Give back exactly the lines from the one containing "foliage, shaped like this sample" through the end of the records, including both, and no others.

Coordinate labeling data:
○ ○ ○

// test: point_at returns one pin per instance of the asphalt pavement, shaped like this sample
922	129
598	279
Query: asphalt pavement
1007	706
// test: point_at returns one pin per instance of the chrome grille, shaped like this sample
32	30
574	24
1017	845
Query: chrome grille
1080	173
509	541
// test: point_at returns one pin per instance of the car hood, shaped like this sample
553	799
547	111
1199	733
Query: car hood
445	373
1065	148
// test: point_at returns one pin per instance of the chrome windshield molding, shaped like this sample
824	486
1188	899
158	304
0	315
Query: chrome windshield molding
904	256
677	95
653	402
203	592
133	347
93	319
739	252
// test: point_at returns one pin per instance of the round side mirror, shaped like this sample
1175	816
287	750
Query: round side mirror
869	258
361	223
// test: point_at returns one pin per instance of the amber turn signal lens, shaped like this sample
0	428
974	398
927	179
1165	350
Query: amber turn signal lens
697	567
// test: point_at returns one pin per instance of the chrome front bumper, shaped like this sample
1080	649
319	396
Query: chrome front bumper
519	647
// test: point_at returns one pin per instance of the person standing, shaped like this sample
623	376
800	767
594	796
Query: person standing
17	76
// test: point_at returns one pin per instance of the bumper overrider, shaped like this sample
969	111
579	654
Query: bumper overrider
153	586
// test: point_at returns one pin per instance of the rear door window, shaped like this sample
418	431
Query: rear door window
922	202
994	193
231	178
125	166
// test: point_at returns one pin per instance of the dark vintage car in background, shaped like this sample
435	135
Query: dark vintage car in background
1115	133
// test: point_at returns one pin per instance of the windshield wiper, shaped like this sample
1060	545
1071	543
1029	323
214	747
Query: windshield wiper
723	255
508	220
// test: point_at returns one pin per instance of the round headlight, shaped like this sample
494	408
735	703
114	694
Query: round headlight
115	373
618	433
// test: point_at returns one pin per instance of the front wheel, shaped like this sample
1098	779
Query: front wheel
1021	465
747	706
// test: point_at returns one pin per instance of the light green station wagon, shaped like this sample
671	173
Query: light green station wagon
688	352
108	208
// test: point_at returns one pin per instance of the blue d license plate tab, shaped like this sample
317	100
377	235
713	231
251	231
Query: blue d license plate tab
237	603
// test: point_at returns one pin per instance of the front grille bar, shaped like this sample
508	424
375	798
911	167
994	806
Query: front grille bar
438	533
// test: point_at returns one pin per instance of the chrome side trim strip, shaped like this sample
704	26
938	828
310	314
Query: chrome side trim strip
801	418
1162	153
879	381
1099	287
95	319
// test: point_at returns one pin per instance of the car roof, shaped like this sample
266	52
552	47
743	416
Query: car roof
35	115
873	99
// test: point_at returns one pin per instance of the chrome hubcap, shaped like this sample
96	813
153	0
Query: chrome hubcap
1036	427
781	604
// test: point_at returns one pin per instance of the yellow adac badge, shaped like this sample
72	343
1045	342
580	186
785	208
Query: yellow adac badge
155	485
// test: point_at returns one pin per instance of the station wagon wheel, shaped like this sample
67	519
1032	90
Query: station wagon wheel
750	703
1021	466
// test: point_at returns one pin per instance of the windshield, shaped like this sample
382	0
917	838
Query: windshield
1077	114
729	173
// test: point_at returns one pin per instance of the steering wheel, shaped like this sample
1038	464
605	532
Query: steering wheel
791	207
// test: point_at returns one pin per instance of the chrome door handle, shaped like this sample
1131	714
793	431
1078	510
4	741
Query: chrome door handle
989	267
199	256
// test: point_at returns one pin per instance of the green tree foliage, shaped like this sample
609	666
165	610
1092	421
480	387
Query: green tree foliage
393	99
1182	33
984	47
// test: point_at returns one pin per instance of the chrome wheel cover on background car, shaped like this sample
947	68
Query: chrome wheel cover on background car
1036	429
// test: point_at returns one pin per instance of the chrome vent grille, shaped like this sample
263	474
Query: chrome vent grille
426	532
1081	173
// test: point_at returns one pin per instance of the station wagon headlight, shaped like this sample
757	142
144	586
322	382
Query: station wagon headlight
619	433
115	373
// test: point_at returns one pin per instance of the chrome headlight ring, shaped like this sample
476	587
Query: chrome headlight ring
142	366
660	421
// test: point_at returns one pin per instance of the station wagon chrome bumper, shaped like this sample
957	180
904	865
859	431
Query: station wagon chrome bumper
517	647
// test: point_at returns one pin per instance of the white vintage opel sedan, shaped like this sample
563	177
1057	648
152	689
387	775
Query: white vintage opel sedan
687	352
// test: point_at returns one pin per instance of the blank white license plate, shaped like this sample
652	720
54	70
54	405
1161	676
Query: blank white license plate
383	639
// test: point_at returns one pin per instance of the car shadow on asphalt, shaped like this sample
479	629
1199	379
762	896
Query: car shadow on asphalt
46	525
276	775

○ ○ ○

**Response to this task**
// test: point_at returns one pin per instance of the green tree foliage, shaped like this sample
609	666
165	610
1092	421
480	387
Query: green tree foliage
393	99
1182	33
984	47
// test: point_at returns one pin per instance of the chrome wheel cover on background car, shaped like this sample
947	68
Query: chrome wheel cover on background car
1036	429
// test: point_at returns one pin per instance of the chrome vent grille, shaped like this sample
263	474
Query: chrome vent grille
426	532
1081	173
// test: point_at returns one pin per instance of the station wagon headlight, shaped like this sample
757	142
144	586
322	382
Query: station wagon headlight
619	433
115	373
// test: point_at returns one pin per instance of the chrome headlight ring, shaped like this sample
476	587
Query: chrome headlight ring
142	366
660	421
// test: point_at returns one pin per instance of the station wagon chrome bumper, shaped like this sample
957	180
904	865
859	431
Query: station wagon chrome bumper
517	647
// test: point_at returns one pin per instance of the white vintage opel sedan, shaped like this sample
563	177
1057	648
152	689
387	775
Query: white vintage opel sedan
687	352
// test: point_at returns one pin per instance of the blank white license plate, shaped like this sample
652	720
54	70
54	405
1161	676
Query: blank white license plate
383	639
// test: point_at returns one pin per instance of the car shadow on asphalt, shaped like this sample
479	629
1199	379
762	896
Query: car shadow on asphalt
46	525
276	775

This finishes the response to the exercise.